"""
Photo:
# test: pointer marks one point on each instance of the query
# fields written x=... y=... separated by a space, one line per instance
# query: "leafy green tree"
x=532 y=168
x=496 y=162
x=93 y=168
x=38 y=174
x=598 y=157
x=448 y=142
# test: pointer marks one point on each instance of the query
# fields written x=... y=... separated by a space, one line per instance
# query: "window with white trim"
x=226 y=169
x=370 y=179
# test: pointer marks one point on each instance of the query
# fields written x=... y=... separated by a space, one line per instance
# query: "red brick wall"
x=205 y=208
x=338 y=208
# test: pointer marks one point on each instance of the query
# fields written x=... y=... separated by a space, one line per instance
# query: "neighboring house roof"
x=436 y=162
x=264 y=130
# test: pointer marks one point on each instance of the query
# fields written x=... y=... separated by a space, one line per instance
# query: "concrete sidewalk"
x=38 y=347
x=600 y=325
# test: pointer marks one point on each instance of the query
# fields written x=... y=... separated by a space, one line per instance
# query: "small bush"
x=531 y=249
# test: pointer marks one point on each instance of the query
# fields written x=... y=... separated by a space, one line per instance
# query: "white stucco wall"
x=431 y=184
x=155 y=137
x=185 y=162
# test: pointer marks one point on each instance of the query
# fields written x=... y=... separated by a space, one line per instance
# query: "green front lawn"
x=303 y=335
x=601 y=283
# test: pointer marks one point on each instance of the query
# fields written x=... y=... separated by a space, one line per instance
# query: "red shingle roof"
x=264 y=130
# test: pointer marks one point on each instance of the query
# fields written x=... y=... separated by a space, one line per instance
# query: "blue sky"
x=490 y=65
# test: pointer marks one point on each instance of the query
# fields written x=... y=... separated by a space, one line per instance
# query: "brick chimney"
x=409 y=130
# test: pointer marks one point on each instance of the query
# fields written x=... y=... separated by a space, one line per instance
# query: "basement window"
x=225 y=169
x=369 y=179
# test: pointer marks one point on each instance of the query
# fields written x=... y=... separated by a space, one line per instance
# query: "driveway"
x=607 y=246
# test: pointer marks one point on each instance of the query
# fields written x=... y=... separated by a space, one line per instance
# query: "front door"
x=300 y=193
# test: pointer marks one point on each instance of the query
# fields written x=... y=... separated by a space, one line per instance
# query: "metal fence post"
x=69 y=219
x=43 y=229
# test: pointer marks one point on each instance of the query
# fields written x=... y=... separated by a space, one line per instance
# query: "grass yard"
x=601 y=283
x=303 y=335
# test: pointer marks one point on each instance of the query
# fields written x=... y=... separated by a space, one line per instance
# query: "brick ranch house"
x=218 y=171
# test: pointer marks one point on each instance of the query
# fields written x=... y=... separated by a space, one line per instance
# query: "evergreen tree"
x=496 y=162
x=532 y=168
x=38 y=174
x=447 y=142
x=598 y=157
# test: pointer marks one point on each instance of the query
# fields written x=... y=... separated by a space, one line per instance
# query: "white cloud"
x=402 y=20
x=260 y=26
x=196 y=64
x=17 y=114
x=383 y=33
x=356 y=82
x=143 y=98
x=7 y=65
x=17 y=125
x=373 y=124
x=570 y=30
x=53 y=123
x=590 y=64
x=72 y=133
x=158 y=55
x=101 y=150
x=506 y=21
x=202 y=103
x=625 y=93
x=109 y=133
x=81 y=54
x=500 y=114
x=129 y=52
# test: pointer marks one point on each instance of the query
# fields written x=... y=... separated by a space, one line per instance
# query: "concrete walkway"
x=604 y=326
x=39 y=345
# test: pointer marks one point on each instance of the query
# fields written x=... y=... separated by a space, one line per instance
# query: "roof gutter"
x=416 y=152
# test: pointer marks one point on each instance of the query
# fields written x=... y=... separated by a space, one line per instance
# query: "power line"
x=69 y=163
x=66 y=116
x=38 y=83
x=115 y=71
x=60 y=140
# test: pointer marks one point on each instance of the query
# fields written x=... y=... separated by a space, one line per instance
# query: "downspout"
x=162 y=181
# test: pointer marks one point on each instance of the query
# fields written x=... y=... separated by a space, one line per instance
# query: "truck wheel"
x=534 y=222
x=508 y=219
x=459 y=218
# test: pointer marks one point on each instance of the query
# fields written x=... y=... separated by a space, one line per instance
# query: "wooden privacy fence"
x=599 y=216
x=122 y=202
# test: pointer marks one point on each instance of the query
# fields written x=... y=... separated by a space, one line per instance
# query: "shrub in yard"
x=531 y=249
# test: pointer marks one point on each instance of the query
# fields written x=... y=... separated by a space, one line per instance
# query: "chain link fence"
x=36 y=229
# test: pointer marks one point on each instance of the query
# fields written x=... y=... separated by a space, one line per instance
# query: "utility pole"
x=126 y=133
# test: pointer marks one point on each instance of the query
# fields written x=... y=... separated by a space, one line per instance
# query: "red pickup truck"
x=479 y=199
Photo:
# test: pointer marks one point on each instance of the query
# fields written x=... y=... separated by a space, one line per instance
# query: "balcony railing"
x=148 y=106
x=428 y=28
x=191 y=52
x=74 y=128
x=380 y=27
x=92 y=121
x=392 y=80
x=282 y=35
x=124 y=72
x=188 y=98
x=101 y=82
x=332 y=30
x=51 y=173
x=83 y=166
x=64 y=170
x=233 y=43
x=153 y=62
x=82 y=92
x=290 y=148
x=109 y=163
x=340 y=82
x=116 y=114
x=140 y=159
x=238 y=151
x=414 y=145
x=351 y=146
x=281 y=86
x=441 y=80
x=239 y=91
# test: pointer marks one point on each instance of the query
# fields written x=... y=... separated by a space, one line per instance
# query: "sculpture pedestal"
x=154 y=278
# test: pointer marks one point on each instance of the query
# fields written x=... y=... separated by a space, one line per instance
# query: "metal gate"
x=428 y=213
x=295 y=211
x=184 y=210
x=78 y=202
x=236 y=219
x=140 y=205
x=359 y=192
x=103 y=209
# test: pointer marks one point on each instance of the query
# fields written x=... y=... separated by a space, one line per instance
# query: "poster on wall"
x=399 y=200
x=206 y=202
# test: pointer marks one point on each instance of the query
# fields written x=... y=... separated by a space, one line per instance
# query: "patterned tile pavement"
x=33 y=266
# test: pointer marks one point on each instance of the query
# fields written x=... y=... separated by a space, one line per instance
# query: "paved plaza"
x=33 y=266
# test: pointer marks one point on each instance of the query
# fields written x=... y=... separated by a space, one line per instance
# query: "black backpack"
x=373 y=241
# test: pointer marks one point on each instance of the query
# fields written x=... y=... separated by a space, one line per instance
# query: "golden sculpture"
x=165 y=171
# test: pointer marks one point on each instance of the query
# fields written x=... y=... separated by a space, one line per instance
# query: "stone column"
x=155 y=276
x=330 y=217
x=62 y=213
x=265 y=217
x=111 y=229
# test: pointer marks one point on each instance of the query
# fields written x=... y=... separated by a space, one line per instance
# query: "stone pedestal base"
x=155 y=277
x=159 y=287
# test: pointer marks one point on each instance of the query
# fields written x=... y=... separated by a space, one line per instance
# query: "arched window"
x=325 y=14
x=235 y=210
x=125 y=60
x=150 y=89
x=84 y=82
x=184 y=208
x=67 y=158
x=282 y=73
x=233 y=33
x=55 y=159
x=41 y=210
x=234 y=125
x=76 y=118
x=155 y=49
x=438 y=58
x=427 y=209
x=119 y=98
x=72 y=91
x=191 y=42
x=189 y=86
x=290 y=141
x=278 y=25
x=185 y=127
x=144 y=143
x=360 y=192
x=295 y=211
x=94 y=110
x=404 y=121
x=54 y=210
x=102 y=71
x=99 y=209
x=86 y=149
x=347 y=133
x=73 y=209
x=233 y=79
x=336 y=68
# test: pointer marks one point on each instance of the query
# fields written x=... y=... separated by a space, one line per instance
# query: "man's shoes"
"""
Copy the records exactly from their first line through the line holding "x=409 y=130", including both ends.

Photo:
# test: pointer marks one point on each instance of the query
# fields written x=... y=... separated by a space, one line per instance
# query: "leafy green tree"
x=532 y=168
x=496 y=162
x=93 y=168
x=38 y=174
x=598 y=157
x=448 y=142
# test: pointer marks one point on each instance of the query
# fields written x=... y=... separated by a space, one line per instance
# query: "window with white trim"
x=226 y=169
x=370 y=179
# test: pointer marks one point on each instance of the query
# fields written x=... y=... separated by a space, one line per instance
# query: "red brick wall"
x=205 y=208
x=338 y=208
# test: pointer marks one point on each instance of the query
# fields written x=... y=... separated by a space, one line per instance
# query: "neighboring house roof"
x=436 y=162
x=264 y=130
# test: pointer marks one point on each instance of the query
# fields written x=... y=... separated by a space, one line per instance
# query: "concrete sidewalk"
x=38 y=347
x=600 y=325
# test: pointer marks one point on each instance of the query
# fields written x=... y=... separated by a space, one line per instance
# query: "small bush"
x=531 y=249
# test: pointer marks one point on each instance of the query
# fields written x=... y=... separated by a space, one line per instance
# query: "white stucco wall"
x=431 y=184
x=155 y=137
x=185 y=162
# test: pointer marks one point on each instance of the query
# fields written x=... y=... separated by a space, one line per instance
# query: "green front lawn"
x=303 y=335
x=601 y=283
# test: pointer marks one point on each instance of the query
# fields written x=... y=... separated by a space, one line per instance
# query: "red shingle roof"
x=264 y=130
# test: pointer marks one point on each instance of the query
# fields written x=... y=... separated by a space, one line per instance
# query: "blue sky"
x=490 y=65
# test: pointer marks one point on each instance of the query
# fields written x=... y=... separated by a space, one line per instance
# query: "brick chimney"
x=409 y=130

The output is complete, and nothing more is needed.